**Work to do:** Exactly reproduce the lines beginning with the line that includes "Indicate one point per instance of the white window" and ending with the last line of the data.

##### Exercise inputs

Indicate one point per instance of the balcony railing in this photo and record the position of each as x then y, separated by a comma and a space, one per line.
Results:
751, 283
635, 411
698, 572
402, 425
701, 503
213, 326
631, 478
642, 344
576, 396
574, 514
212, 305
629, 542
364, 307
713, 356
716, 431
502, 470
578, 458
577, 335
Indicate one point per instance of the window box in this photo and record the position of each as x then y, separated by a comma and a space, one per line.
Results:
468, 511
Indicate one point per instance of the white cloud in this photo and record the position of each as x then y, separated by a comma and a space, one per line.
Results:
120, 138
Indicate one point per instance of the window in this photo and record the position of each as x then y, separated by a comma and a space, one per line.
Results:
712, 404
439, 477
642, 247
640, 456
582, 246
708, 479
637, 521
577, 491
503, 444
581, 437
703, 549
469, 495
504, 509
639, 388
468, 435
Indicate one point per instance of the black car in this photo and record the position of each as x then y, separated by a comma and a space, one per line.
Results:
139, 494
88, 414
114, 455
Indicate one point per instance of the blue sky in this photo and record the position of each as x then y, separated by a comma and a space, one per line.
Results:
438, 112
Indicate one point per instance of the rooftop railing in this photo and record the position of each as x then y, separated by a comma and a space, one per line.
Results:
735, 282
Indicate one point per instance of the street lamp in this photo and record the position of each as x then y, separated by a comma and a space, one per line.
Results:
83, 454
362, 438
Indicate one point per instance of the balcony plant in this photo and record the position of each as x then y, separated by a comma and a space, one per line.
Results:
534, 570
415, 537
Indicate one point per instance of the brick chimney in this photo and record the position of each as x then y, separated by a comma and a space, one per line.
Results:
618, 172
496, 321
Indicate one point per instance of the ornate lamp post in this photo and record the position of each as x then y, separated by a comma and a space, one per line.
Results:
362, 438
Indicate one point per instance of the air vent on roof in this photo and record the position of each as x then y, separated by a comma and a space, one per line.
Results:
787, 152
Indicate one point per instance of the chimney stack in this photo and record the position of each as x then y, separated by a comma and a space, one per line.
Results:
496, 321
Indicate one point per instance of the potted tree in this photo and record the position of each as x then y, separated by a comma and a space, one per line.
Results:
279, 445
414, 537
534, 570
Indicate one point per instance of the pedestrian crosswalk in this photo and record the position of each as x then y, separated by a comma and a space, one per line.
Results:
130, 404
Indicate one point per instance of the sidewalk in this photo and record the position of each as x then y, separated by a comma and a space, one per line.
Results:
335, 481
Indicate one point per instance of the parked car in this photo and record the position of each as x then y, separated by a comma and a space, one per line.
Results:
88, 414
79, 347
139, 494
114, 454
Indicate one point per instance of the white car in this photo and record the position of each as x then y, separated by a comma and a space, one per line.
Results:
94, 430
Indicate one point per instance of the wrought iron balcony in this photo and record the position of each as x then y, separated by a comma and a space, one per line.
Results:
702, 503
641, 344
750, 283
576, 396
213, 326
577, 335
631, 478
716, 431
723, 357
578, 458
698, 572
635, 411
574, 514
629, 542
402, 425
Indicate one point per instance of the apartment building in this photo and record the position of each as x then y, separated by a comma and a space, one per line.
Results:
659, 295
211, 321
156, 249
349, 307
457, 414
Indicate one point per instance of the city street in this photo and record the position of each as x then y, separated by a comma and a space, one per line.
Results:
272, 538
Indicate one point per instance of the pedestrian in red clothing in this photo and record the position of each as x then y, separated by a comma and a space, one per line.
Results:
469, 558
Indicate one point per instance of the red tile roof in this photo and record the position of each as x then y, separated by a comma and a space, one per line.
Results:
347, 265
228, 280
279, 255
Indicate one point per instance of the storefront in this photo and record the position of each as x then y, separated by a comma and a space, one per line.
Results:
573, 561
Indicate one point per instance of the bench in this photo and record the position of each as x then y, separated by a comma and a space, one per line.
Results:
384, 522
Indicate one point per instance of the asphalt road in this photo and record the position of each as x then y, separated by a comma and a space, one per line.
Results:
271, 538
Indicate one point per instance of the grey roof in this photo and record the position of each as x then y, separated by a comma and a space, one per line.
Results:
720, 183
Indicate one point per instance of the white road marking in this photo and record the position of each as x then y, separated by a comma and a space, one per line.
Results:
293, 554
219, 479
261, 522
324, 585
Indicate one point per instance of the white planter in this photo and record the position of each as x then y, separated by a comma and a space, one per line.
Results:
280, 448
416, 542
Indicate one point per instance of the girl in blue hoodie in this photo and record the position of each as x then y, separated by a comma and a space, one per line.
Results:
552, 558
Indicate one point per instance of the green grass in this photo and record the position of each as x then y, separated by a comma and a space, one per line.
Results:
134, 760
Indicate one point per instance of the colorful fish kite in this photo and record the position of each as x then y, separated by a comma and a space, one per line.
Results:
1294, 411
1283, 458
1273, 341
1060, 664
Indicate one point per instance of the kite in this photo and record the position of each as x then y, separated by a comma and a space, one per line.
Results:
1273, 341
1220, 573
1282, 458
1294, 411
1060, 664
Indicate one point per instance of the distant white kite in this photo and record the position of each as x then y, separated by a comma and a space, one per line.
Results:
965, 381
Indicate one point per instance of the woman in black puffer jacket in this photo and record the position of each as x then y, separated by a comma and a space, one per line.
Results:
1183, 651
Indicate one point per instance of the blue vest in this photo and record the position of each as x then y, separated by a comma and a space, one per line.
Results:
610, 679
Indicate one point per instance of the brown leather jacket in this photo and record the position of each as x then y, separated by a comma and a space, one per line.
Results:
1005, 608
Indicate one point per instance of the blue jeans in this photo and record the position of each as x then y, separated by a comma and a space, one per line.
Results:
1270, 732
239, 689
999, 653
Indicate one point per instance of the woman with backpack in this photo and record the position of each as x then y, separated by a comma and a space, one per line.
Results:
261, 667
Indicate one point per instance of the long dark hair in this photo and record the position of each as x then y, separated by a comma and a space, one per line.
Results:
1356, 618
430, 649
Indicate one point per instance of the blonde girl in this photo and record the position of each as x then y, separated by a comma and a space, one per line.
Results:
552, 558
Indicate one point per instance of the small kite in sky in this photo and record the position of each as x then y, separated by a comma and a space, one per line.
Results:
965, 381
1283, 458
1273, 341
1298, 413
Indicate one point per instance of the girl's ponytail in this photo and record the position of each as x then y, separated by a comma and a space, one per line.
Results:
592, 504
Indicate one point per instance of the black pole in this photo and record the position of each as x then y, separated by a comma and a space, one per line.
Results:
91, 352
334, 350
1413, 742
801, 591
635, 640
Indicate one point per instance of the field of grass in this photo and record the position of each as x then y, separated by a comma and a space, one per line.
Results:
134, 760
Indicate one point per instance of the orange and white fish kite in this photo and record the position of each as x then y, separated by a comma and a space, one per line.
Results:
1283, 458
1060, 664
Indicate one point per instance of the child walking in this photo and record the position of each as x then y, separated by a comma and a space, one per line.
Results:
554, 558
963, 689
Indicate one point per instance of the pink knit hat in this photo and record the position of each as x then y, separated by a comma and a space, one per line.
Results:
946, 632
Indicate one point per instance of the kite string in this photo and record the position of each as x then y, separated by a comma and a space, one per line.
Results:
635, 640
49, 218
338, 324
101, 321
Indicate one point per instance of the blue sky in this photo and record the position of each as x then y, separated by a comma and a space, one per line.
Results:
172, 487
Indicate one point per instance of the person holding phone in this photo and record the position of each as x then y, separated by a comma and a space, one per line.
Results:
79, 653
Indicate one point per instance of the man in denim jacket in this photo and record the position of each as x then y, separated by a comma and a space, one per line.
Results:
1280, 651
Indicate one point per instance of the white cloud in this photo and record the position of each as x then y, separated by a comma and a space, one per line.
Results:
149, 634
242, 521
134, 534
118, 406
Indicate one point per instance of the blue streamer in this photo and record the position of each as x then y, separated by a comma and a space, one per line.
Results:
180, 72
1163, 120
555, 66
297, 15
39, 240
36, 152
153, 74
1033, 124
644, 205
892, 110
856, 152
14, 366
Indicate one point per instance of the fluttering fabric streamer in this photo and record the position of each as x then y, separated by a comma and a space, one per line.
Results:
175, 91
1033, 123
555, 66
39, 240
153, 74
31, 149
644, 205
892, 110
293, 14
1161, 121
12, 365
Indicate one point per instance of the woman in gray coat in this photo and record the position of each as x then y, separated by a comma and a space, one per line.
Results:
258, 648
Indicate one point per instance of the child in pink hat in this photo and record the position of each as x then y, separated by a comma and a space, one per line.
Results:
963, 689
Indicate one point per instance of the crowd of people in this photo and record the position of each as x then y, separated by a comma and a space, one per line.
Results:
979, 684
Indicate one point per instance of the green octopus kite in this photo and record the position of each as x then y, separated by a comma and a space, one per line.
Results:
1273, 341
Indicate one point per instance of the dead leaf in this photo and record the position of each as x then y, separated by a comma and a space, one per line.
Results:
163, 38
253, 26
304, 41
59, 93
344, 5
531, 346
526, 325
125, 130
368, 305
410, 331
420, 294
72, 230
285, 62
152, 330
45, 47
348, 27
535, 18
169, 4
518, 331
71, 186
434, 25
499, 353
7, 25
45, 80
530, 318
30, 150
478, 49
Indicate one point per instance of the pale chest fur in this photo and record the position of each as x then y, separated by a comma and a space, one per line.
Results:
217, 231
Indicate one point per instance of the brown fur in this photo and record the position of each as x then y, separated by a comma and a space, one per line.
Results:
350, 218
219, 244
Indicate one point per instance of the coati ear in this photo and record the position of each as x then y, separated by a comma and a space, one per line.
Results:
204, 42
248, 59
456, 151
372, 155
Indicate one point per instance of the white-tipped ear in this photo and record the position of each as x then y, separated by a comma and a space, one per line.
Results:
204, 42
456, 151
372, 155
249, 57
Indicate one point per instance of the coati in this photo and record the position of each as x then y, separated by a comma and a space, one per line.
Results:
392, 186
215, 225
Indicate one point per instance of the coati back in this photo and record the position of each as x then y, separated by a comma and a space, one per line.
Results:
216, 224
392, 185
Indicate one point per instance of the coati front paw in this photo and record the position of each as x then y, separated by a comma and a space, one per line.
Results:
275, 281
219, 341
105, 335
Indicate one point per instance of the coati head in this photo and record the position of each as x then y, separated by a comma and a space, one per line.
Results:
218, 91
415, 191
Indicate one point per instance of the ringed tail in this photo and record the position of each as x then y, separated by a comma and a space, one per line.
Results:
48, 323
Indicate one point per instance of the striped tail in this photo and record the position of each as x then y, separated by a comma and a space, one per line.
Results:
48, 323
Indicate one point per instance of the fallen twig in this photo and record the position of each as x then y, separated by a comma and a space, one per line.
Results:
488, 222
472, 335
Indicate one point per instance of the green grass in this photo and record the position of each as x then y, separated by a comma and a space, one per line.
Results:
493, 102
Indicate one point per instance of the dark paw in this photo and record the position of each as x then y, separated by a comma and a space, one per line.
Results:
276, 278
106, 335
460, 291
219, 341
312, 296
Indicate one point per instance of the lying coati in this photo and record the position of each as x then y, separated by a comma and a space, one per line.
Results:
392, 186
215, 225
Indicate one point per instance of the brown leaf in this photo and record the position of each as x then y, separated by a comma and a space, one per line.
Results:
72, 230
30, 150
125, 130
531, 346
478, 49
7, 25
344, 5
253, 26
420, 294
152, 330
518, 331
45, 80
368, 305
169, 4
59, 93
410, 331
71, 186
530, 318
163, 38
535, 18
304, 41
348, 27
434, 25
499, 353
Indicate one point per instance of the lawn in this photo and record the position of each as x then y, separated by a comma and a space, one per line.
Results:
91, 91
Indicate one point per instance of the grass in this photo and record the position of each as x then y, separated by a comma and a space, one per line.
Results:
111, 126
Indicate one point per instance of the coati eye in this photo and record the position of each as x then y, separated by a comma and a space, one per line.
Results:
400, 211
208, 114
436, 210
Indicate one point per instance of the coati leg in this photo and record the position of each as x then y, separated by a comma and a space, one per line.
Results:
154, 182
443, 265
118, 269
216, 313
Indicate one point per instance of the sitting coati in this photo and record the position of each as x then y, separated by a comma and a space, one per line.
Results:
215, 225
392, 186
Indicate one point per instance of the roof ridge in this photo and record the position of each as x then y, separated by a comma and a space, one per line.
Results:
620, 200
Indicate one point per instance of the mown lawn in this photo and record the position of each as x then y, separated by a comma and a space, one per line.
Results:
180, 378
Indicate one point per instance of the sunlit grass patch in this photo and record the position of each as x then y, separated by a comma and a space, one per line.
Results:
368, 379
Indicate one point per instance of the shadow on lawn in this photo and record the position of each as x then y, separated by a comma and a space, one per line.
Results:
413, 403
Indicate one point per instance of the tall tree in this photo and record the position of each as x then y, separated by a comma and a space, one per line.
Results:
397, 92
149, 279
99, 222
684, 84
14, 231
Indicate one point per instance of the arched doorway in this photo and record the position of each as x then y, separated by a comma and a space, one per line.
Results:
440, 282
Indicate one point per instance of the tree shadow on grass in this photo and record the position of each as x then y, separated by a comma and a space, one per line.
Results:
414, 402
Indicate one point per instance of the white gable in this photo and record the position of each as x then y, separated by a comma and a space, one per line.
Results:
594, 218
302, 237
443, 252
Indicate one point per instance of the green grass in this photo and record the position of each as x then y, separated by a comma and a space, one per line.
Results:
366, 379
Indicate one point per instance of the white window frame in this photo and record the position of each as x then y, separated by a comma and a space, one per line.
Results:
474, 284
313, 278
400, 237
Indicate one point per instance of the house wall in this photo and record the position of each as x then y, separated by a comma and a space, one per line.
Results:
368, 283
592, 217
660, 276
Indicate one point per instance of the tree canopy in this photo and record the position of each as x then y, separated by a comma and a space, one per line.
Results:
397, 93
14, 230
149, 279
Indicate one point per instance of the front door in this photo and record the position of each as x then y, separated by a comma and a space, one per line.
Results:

##########

**Full output:**
Indicate one point per instance of the white window frame in this photo and record the position of each as x then y, separated by a comma and a space, one per line.
Results:
474, 284
313, 278
400, 237
Indicate one point per instance of the house wall in this photo and record the position of each as x then y, separated by a comma and a space, one per line.
Results:
368, 283
592, 217
660, 276
Indicate one point per instance of the tree canopy in this photo and record the position of each as x then y, separated by a comma and a space, one per line.
Results:
397, 93
14, 230
149, 279
Indicate one point per instance of the front door in this photo and record the position of each as x then y, separated by a comma and a space, one per line.
Results:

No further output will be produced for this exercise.